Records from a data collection
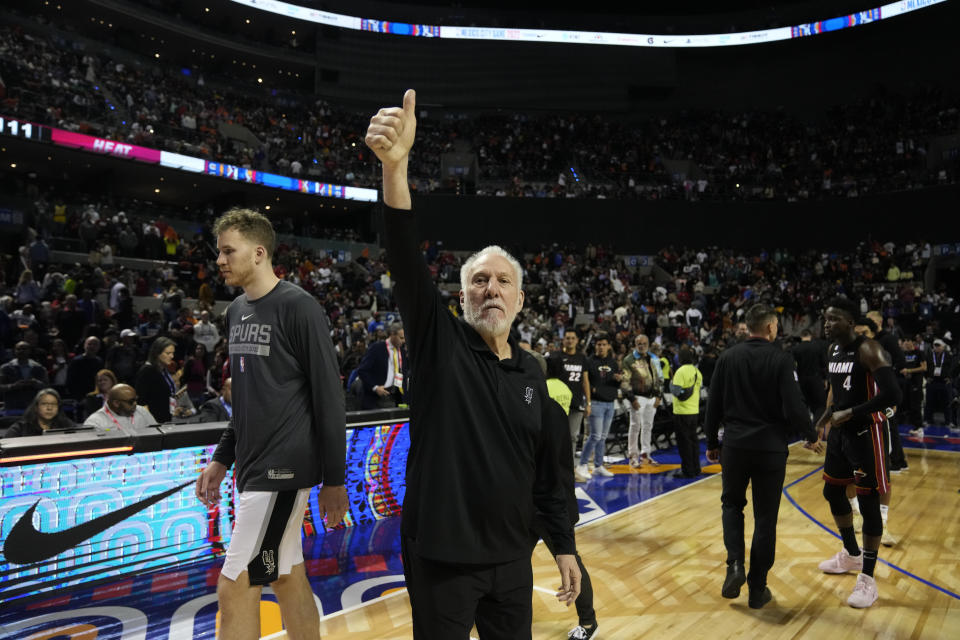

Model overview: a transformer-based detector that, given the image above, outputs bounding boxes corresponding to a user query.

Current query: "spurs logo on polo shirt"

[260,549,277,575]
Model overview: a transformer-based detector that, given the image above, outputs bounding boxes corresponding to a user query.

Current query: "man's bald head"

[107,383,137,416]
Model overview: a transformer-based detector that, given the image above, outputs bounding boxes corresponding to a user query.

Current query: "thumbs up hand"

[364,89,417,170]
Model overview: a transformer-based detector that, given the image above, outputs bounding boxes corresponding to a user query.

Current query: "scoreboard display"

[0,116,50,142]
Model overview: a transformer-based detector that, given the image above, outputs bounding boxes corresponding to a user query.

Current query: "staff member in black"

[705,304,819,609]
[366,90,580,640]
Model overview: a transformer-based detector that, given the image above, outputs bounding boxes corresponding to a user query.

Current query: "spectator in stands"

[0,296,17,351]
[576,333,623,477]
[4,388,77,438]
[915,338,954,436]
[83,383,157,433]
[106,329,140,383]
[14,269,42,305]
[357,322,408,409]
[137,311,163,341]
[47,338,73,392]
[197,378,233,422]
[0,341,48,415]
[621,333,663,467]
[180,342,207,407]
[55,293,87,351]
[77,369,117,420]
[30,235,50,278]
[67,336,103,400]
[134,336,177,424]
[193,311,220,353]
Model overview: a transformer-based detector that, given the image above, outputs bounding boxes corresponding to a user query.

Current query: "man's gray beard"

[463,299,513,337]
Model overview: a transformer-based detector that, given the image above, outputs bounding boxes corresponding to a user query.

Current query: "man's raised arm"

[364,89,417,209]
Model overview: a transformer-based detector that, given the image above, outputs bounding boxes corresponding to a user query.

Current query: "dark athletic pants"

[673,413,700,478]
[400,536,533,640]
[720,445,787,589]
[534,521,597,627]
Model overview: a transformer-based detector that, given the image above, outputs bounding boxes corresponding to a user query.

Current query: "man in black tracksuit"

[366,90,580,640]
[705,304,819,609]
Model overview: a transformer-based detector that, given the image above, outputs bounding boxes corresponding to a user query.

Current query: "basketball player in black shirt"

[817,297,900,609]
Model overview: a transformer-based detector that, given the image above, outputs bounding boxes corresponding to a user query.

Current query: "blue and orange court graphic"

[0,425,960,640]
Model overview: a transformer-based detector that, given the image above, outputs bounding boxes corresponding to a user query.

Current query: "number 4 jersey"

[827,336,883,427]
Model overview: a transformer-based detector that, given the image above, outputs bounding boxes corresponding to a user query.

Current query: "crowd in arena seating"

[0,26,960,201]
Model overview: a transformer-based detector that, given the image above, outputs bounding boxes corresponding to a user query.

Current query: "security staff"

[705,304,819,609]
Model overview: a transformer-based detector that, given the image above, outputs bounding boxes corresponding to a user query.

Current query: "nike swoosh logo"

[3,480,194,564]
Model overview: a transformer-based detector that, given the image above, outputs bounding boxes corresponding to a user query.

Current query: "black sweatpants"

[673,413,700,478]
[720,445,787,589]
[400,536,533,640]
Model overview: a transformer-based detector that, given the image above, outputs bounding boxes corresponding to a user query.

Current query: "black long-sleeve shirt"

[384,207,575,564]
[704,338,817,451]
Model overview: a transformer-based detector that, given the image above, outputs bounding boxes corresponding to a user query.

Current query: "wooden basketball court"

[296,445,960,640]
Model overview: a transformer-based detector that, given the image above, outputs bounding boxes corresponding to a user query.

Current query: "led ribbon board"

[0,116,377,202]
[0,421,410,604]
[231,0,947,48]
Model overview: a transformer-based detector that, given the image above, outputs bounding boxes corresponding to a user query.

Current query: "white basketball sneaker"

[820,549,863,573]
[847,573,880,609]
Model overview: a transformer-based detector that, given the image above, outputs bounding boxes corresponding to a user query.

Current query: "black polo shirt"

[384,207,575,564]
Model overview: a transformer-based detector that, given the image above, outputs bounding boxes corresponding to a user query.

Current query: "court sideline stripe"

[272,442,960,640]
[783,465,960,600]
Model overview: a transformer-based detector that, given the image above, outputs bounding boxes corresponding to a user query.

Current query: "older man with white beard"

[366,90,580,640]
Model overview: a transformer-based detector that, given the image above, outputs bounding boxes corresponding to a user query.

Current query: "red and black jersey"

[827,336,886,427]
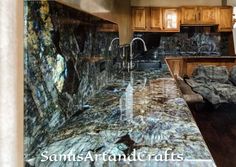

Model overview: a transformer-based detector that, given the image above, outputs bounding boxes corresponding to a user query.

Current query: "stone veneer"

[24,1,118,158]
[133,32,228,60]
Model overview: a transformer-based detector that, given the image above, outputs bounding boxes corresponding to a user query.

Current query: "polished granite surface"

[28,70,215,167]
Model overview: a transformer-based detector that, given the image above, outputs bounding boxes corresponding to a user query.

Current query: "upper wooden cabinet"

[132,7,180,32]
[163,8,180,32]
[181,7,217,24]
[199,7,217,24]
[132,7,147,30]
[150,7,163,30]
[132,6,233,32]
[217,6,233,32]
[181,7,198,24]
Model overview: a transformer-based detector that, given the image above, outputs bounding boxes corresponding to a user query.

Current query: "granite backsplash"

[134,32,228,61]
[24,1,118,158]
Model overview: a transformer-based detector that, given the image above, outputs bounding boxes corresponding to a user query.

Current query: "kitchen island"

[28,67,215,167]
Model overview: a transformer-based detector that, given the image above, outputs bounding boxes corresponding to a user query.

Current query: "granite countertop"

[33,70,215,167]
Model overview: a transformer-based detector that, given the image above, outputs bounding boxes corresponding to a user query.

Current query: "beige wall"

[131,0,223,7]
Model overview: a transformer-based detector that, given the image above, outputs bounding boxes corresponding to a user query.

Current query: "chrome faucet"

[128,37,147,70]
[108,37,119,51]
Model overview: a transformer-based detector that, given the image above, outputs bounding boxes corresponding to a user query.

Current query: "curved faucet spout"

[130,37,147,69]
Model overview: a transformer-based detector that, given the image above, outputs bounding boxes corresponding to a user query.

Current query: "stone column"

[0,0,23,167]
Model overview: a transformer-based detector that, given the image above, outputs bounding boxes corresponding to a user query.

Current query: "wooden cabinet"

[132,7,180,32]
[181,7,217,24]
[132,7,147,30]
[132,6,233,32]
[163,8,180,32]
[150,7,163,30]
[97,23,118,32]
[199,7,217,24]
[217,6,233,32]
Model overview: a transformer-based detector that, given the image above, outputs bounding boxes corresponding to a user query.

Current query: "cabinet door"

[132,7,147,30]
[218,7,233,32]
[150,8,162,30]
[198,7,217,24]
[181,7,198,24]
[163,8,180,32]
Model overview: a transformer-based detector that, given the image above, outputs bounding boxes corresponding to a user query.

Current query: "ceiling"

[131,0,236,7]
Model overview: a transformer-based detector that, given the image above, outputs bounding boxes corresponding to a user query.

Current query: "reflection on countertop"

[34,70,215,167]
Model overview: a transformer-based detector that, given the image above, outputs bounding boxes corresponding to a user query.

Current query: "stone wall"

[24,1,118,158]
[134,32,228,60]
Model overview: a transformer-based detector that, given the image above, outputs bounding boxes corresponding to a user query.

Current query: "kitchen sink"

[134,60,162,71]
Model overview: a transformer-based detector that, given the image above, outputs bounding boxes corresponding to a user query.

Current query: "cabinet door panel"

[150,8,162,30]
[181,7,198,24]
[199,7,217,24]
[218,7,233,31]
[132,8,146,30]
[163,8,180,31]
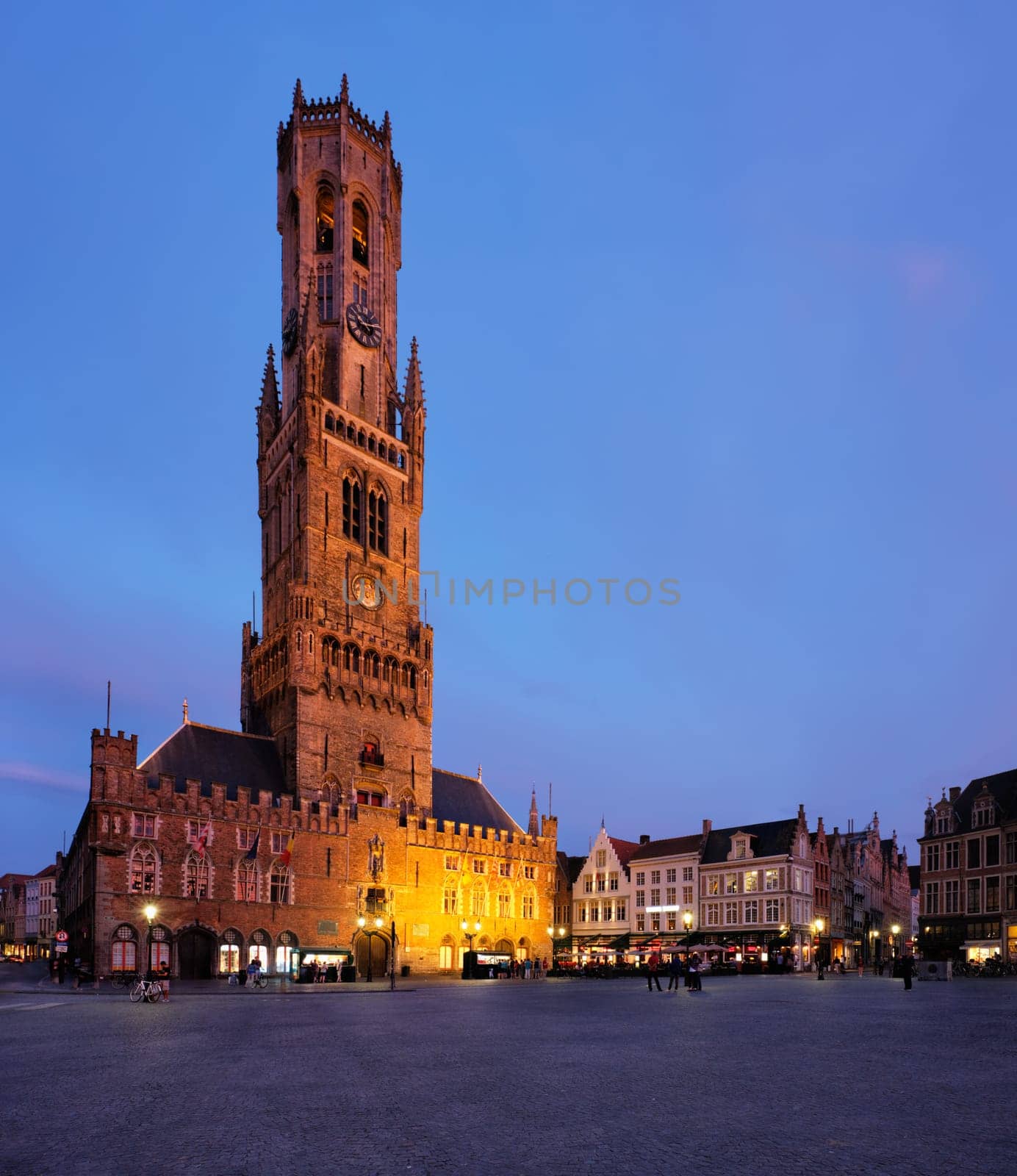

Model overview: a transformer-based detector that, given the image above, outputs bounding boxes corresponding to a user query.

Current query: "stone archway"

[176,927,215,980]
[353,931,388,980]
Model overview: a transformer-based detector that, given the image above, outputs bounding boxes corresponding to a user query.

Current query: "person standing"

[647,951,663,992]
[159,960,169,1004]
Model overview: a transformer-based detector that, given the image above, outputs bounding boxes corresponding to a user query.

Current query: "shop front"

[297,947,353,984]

== Directions for this task ==
Recast the material from its start through the line containing "[0,116,50,142]" as a Markdown table with two columns, Row and Line, giving each line a row number and skipping blank lines. Leave the pictures out of the table.

== Task answer ==
| Row | Line |
|---|---|
| 1 | Model overview: a transformer-based detector that, given the image above, outputs bounding boxes corresponding to a user query. |
| 2 | Current query: "spurs logo on polo shirt" |
| 3 | [260,549,277,575] |
| 4 | Model overview: a transformer-based detector that, given the image above, outputs bounding boxes corresponding to a user query. |
| 5 | Current query: "man's bald head" |
| 6 | [107,383,137,416] |
| 7 | Model overview: a transformer-based detector that, given the image above, outputs bounding boxes corresponding to a user query. |
| 8 | Current query: "thumbs up hand" |
| 9 | [364,89,417,170] |
| 10 | Model overview: a transformer-based detector that, given the image above, outputs bounding boxes corresponding to a user query. |
| 11 | Current query: "scoreboard display" |
| 12 | [0,116,50,142] |